EXERCISE GOAL: Reproduce all of the records below, substituting "Instruction" for every occurrence of "Guideline" and leaving everything else unchanged.
※
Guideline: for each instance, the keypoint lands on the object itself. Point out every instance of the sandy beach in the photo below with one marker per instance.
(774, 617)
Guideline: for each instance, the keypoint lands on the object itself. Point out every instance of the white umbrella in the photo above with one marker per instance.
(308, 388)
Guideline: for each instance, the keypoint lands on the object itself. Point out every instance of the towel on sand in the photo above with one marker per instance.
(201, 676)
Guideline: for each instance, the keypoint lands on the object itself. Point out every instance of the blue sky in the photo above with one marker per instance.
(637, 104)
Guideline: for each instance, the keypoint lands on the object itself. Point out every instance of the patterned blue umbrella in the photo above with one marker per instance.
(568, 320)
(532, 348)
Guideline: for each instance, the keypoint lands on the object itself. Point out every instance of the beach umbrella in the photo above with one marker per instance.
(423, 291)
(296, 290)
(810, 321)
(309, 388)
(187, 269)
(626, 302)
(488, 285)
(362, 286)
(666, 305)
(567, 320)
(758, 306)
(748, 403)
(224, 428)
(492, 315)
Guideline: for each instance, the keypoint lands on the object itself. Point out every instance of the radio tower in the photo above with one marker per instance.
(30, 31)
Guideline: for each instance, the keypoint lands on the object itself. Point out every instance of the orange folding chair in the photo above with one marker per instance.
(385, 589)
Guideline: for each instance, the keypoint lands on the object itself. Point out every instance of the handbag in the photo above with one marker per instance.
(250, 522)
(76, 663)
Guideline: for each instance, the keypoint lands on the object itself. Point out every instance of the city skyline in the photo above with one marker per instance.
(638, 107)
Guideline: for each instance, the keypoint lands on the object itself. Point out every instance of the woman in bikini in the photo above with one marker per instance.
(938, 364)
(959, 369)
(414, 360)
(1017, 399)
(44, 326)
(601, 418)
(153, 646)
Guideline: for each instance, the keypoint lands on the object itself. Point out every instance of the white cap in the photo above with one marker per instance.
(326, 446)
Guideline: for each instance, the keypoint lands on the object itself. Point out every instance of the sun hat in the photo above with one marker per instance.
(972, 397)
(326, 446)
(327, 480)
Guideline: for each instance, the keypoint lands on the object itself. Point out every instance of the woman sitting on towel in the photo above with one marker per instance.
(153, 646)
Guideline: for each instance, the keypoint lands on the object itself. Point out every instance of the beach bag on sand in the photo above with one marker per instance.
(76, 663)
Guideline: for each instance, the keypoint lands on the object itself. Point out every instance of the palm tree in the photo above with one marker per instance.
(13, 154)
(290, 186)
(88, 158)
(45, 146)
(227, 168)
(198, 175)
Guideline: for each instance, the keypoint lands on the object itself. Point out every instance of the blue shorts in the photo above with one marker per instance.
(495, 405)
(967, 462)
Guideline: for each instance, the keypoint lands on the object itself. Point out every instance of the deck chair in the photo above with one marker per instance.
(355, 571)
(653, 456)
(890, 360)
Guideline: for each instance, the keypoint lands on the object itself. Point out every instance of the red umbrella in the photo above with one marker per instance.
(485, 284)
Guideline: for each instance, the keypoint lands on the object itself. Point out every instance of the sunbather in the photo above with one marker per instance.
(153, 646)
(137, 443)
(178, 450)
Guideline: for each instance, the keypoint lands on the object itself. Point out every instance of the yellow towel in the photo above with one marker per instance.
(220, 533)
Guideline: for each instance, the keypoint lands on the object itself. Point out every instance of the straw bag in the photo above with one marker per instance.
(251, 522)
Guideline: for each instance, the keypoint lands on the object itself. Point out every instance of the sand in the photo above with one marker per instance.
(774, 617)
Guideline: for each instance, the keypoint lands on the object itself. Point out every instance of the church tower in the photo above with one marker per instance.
※
EXERCISE SOLUTION:
Instruction: for each instance, the keypoint lands on the object itself. Point out every instance of the sandy beach in the photo below with one marker per instance.
(774, 617)
Instruction: for each instance, the keypoint lands on the object itself. Point out every instance of the white umbrella in the photo above with one marker per instance.
(308, 388)
Instruction: for each instance, the keypoint lands on the object itself. Point out every instance of the towel on sand in the photo above with one marker per instance.
(201, 676)
Instruction: for each instance, the keypoint lands on the object itself. Point out every instance of the blue sky in the photo above with one marker per instance.
(637, 104)
Instruction: for each instance, the keypoint lands on the object itself. Point out every instance of the patterned blue umbrella in the photo above with one marker per instance.
(568, 320)
(532, 348)
Instruction: for each instance, the keypoint lands on the object itself. Point out every instance of the beach umbrella in the photo above with one marker per instance.
(423, 291)
(296, 290)
(810, 321)
(309, 388)
(187, 269)
(626, 302)
(488, 285)
(362, 286)
(666, 305)
(567, 320)
(758, 306)
(748, 403)
(224, 428)
(492, 315)
Instruction: for each instance, the keypoint lands on the object itself. Point out every instance of the radio tower in the photo above with one marker per instance.
(30, 31)
Instruction: for each instance, the keypoint lands on the object itself. Point out every instance of the orange folding chair in the photo above with one marker per instance.
(385, 589)
Instruction: for each instance, the keypoint lands on the object itself. Point out every instance of the handbag in the photo above with one marker per instance.
(250, 522)
(76, 663)
Instruction: for each instance, the keypoint lands on the object itself. Point out every instance of the city skyline in the photo above with one marker per instance.
(638, 107)
Instruction: for each instance, the keypoint lands on the object itself. Point out every instance of the woman in bikini in the photo above with one marker per instance.
(938, 364)
(959, 369)
(414, 360)
(1017, 399)
(44, 326)
(601, 418)
(153, 646)
Instruction: for each instance, the keypoint lands on the object itself. Point out every instance of the white cap in the photo above with one marker per instance.
(326, 446)
Instruction: for each instance, the keypoint lands on the object itself. Point out every instance of the sun hat in the photo above with one marker per instance.
(972, 397)
(326, 446)
(327, 480)
Instruction: for each instance, the keypoint lands on the object itself. Point out every instance of the woman sitting on towel in the photo above with one marker per instance.
(153, 646)
Instruction: for each instance, the keypoint lands on the object itself. Point out every instance of the beach bag on sand in the photo above with one marker per instance.
(76, 663)
Instruction: for each instance, the keypoint lands on the object itself. Point out every instance of the palm tree in the photo above with one marker per instance.
(13, 154)
(290, 186)
(88, 158)
(45, 146)
(227, 168)
(198, 175)
Instruction: for each instance, the keypoint lands on the object itself. Point out every instance of the blue shorts in the photo above with one marker per instance.
(495, 405)
(967, 462)
Instruction: for each instance, the keypoint lands on the object itself. Point out every instance of the deck chair in the photo above with one marker per instance.
(355, 571)
(653, 456)
(890, 360)
Instruction: for each instance, the keypoint lands on the object itself. Point out every instance of the red umbrella in the photo above with one marker per instance.
(485, 284)
Instruction: for each instance, the keypoint lands on the object itself. Point out every instance of the sunbather in the photo above with one marker per instance.
(153, 646)
(137, 443)
(178, 450)
Instruction: for each instance, the keypoint lands on the object itself. Point out every instance of the yellow towel in the photo above with one marker per instance.
(220, 533)
Instruction: for each instance, the keypoint lands on the object itself. Point out every instance of the straw bag in the photo above with one marker per instance.
(251, 522)
Instruction: for each instance, the keypoint lands on the object itself. Point out every instance of the sand in the photo above with one marker per instance.
(774, 617)
Instruction: for each instance, the keypoint lands on the object itself. Point out every instance of the church tower in the photo above with one marker per instance.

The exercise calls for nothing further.